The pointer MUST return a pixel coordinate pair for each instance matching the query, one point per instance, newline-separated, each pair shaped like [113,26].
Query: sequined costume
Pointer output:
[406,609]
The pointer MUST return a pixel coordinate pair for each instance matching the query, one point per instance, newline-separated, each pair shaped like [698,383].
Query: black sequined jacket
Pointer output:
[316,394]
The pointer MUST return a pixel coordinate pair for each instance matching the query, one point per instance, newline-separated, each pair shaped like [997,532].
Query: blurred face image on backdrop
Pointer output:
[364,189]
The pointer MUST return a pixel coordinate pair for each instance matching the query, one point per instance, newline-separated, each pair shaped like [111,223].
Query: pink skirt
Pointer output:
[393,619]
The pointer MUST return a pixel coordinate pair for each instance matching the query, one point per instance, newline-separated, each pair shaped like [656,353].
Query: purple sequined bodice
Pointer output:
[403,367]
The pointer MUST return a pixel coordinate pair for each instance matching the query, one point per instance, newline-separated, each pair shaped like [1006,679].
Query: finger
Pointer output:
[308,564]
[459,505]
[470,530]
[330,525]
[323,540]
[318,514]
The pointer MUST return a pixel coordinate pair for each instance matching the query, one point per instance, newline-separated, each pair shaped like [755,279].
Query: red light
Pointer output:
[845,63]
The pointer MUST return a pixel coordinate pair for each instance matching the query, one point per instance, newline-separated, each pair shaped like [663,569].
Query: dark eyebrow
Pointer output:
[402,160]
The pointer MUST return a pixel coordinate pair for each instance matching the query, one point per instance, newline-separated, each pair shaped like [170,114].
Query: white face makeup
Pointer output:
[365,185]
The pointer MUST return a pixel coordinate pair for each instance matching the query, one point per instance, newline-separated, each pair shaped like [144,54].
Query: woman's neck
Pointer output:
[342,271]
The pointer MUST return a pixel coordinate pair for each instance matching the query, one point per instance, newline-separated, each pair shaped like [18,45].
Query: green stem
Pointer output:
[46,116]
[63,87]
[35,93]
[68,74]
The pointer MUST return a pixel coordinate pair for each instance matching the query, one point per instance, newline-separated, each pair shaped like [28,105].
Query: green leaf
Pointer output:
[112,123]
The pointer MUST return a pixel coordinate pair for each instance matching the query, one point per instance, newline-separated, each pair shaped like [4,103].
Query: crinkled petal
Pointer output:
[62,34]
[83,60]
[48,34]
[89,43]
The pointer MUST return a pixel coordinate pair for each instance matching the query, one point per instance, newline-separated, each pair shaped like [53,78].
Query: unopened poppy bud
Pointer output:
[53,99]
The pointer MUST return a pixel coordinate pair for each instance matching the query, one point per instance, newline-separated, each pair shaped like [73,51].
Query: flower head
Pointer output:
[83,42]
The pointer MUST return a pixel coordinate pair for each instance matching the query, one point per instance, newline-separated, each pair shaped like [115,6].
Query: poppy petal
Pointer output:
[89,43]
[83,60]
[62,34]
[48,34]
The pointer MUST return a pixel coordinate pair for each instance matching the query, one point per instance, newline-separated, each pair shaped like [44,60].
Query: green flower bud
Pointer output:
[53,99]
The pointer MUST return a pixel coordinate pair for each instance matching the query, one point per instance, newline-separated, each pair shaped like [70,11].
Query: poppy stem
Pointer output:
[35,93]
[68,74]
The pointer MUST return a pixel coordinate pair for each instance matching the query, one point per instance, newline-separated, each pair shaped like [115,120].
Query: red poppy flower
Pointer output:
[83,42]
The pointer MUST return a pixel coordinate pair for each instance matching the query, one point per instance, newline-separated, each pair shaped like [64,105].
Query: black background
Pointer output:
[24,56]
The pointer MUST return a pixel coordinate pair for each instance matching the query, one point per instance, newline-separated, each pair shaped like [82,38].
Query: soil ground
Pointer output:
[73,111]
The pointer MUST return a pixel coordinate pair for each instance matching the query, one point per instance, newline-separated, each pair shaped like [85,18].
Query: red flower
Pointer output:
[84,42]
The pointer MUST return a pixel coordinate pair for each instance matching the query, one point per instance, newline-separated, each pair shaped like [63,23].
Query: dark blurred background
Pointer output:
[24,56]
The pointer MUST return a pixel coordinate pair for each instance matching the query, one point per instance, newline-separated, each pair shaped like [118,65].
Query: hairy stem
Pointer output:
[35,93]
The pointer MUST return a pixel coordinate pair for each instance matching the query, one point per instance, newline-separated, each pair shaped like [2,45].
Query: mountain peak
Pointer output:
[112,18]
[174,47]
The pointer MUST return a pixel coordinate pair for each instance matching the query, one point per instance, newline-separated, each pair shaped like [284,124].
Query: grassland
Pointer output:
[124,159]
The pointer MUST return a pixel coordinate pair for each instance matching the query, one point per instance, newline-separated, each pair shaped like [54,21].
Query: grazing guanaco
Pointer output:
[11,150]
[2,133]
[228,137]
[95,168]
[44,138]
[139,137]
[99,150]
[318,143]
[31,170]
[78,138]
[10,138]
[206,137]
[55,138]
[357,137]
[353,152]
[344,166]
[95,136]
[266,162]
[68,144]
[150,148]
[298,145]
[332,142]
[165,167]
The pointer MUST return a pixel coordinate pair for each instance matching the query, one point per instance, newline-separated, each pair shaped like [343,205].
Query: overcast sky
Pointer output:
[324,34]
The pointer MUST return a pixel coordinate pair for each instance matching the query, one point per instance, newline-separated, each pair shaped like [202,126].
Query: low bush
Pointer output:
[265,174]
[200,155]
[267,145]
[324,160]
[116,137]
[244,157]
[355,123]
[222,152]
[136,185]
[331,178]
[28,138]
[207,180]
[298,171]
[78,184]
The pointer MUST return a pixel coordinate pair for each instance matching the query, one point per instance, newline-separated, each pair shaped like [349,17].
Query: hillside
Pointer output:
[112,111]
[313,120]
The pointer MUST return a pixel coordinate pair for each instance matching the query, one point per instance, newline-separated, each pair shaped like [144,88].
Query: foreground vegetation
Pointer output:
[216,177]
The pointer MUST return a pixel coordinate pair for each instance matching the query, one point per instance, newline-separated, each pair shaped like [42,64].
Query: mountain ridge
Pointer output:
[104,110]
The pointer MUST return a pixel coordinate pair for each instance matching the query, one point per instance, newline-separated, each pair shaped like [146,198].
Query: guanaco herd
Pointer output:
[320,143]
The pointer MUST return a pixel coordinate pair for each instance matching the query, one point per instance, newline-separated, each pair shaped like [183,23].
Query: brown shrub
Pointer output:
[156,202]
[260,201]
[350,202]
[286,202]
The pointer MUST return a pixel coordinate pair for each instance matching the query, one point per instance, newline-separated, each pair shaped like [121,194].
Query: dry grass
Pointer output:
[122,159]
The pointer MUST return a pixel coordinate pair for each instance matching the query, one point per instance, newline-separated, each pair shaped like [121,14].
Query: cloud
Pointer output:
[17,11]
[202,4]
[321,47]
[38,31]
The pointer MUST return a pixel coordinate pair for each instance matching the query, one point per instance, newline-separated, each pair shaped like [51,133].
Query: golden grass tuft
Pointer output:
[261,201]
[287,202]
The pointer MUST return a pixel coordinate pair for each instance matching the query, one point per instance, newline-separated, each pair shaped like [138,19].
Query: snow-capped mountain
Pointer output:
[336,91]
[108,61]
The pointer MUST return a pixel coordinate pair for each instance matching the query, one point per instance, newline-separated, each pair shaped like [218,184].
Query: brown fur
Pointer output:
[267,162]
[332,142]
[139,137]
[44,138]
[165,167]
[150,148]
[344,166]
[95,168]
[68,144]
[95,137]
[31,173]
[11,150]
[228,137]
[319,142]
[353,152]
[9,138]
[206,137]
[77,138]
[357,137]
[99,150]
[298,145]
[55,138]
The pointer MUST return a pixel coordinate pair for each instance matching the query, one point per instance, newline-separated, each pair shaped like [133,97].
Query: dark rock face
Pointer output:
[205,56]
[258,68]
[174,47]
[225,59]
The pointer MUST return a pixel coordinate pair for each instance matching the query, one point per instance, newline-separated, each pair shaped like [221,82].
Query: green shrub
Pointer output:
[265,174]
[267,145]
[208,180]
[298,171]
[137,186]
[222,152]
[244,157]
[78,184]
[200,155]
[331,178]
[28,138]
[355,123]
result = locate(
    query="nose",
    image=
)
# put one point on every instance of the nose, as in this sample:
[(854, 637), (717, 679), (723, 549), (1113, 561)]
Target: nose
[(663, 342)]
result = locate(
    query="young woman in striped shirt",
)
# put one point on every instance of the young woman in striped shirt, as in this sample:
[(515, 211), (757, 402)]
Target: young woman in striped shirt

**Required task**
Which lines in the material above contain the word "dark"? Pick out each of them and copy it.

**Solution**
Query: dark eyebrow
Query: dark blurred background
Query: dark rock face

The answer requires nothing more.